## Data records
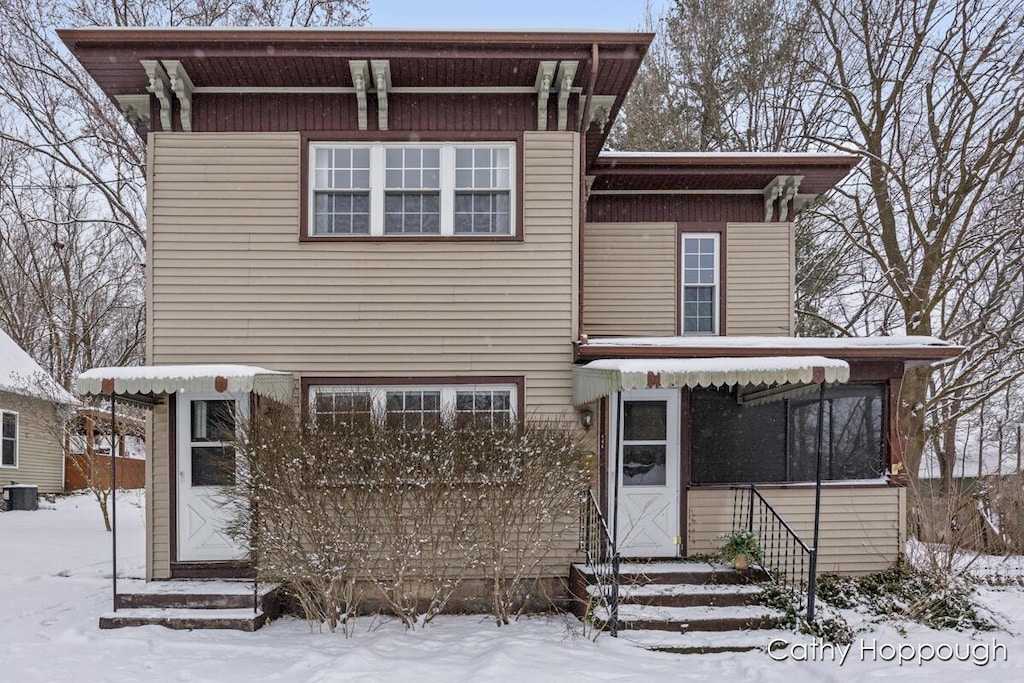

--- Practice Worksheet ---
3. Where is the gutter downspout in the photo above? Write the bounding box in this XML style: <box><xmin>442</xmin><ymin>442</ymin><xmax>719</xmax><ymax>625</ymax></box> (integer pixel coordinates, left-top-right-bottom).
<box><xmin>577</xmin><ymin>43</ymin><xmax>600</xmax><ymax>339</ymax></box>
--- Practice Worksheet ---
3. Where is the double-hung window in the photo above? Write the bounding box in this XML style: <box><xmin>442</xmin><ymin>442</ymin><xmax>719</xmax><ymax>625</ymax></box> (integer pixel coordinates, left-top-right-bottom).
<box><xmin>680</xmin><ymin>233</ymin><xmax>719</xmax><ymax>335</ymax></box>
<box><xmin>0</xmin><ymin>411</ymin><xmax>17</xmax><ymax>467</ymax></box>
<box><xmin>308</xmin><ymin>142</ymin><xmax>515</xmax><ymax>238</ymax></box>
<box><xmin>308</xmin><ymin>384</ymin><xmax>518</xmax><ymax>429</ymax></box>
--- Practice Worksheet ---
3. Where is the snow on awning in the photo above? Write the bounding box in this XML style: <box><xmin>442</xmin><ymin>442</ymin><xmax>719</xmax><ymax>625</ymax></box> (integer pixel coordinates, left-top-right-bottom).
<box><xmin>572</xmin><ymin>355</ymin><xmax>850</xmax><ymax>407</ymax></box>
<box><xmin>77</xmin><ymin>365</ymin><xmax>295</xmax><ymax>403</ymax></box>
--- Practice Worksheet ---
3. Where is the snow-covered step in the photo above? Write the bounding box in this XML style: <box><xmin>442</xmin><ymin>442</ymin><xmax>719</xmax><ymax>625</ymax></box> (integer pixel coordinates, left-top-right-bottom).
<box><xmin>618</xmin><ymin>629</ymin><xmax>798</xmax><ymax>654</ymax></box>
<box><xmin>594</xmin><ymin>604</ymin><xmax>784</xmax><ymax>633</ymax></box>
<box><xmin>117</xmin><ymin>579</ymin><xmax>281</xmax><ymax>609</ymax></box>
<box><xmin>99</xmin><ymin>607</ymin><xmax>266</xmax><ymax>631</ymax></box>
<box><xmin>573</xmin><ymin>561</ymin><xmax>763</xmax><ymax>585</ymax></box>
<box><xmin>587</xmin><ymin>584</ymin><xmax>761</xmax><ymax>607</ymax></box>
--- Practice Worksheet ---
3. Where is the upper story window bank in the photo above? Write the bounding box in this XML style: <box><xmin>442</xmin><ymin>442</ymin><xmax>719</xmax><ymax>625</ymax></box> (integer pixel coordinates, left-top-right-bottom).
<box><xmin>308</xmin><ymin>142</ymin><xmax>516</xmax><ymax>238</ymax></box>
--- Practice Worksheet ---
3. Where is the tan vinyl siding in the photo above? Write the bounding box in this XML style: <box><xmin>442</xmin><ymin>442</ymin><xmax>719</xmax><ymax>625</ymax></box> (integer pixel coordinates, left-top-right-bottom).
<box><xmin>725</xmin><ymin>223</ymin><xmax>795</xmax><ymax>337</ymax></box>
<box><xmin>0</xmin><ymin>391</ymin><xmax>63</xmax><ymax>494</ymax></box>
<box><xmin>583</xmin><ymin>223</ymin><xmax>679</xmax><ymax>336</ymax></box>
<box><xmin>148</xmin><ymin>132</ymin><xmax>580</xmax><ymax>572</ymax></box>
<box><xmin>686</xmin><ymin>485</ymin><xmax>906</xmax><ymax>574</ymax></box>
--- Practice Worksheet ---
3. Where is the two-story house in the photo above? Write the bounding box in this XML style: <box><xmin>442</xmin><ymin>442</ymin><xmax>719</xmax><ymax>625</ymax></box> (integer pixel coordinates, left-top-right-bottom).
<box><xmin>60</xmin><ymin>29</ymin><xmax>957</xmax><ymax>602</ymax></box>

## What is asked
Please report each line of the listing above that contains the word "story", matching its case exactly.

## Response
3. Where is the upper story window bank in the photo above? Write the bounding box in this XML style: <box><xmin>442</xmin><ymin>442</ymin><xmax>719</xmax><ymax>625</ymax></box> (integer pixel coordinates, left-top-right-bottom).
3. Where is the two-story house in the photo above? Write the bounding box in this XML style: <box><xmin>442</xmin><ymin>442</ymin><xmax>719</xmax><ymax>625</ymax></box> (integer pixel coordinates, left-top-right-bottom).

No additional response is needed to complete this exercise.